[MATERIALS PROVIDED]:
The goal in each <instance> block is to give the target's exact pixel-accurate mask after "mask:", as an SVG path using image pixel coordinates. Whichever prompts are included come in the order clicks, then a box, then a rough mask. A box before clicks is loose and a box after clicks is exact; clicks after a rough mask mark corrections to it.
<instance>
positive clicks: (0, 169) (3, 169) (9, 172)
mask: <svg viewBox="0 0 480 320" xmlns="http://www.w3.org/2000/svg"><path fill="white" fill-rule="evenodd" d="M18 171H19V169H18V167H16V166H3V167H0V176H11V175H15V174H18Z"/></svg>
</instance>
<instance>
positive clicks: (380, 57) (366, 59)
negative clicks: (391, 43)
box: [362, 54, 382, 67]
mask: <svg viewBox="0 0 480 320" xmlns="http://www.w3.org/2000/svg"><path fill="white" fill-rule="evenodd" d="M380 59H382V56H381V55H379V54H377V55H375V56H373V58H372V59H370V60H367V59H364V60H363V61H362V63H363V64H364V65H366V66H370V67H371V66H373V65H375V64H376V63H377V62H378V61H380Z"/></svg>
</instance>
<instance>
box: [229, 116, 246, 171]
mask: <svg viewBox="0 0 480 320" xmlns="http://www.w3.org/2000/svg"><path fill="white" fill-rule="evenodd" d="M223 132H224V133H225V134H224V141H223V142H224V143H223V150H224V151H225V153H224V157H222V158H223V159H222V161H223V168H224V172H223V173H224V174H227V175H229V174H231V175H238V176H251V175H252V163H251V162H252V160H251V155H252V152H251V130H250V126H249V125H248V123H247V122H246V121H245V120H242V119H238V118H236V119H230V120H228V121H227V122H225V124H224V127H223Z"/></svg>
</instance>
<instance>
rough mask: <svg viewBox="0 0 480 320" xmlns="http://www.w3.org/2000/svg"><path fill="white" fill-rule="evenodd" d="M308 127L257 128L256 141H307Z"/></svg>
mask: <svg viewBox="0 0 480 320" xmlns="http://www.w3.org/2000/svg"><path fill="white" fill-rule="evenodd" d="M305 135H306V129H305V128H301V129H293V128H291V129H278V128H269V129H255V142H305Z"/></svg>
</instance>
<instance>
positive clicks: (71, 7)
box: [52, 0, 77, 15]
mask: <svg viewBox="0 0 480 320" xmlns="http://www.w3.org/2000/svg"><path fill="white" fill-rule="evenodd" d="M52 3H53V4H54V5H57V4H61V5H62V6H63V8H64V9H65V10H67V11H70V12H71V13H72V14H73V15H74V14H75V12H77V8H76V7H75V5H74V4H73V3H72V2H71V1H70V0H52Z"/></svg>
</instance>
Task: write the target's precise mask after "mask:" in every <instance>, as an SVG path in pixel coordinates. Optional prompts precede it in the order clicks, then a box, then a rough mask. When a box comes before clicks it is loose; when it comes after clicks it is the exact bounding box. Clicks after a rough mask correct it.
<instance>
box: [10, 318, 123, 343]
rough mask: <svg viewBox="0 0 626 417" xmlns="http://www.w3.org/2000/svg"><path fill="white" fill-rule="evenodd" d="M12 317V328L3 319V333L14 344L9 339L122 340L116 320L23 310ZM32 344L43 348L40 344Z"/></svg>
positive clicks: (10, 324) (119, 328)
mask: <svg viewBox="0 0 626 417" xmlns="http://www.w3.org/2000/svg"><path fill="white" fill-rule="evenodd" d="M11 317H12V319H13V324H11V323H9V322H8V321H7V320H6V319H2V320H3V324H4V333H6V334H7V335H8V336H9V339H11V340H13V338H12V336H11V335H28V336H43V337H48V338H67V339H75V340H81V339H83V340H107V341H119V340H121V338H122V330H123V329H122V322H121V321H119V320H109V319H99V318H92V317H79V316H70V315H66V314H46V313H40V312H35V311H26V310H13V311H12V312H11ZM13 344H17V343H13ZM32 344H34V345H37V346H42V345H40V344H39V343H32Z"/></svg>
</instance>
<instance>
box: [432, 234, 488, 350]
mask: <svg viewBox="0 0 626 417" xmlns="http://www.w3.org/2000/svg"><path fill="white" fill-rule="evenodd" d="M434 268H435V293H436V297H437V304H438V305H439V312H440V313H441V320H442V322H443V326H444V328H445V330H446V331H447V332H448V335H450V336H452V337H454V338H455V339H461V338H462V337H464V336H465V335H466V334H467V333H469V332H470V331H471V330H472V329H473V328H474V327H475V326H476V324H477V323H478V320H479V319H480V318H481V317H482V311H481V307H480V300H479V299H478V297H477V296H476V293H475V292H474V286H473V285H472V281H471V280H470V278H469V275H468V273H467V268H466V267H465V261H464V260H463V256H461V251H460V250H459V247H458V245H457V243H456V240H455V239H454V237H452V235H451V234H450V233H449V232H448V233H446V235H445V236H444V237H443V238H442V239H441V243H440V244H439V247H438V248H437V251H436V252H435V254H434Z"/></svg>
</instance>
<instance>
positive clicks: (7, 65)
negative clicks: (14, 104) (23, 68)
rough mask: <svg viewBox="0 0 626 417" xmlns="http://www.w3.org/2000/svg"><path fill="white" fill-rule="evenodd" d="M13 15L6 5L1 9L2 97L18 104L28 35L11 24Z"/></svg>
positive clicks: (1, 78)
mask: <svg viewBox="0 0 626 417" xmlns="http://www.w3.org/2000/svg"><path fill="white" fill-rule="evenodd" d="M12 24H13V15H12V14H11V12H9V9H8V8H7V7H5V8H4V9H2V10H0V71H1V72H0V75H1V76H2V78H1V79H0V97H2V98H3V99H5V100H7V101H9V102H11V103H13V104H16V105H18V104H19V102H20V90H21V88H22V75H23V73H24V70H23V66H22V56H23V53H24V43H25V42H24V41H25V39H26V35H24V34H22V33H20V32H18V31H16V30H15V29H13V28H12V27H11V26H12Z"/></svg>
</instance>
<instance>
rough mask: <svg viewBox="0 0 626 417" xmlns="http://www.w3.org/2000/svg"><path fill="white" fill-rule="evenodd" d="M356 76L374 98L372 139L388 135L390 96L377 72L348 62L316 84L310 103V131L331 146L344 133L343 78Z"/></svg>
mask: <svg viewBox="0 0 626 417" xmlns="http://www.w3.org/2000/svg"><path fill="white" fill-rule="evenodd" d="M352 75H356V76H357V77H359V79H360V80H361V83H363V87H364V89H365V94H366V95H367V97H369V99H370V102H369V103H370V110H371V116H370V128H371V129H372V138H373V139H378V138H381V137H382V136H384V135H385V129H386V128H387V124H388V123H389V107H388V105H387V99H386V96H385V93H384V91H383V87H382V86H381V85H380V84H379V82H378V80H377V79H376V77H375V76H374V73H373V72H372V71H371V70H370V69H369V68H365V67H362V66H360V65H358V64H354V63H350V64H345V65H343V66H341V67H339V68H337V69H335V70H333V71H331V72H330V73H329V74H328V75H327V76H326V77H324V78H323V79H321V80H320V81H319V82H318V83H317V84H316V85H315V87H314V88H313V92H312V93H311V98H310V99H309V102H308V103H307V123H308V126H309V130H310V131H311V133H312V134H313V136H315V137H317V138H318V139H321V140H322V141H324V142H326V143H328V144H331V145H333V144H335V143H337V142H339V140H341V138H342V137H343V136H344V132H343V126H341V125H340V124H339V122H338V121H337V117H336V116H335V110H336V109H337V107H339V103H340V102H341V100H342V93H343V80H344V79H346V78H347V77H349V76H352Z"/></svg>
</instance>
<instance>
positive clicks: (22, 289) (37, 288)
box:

[AIM OF THE EXERCISE]: Show each line of the data that contains the string "after".

[RESPONSE]:
The goal in each <instance> block is to give the target's exact pixel-accurate mask after "mask:", as an SVG path using image pixel coordinates. Whichever prompts are included come in the order clicks, then a box, then a rough mask. A box before clicks is loose and a box after clicks is exact; clicks after a rough mask mark corrections to it.
Task: write the target's precise mask after "mask:" in every <instance>, as an SVG path in pixel coordinates. Optional prompts precede it in the order clicks, then a box, then a rough mask. When a box comes before clicks it is loose; when it comes after clicks it is the exact bounding box. Clicks after a rough mask correct it.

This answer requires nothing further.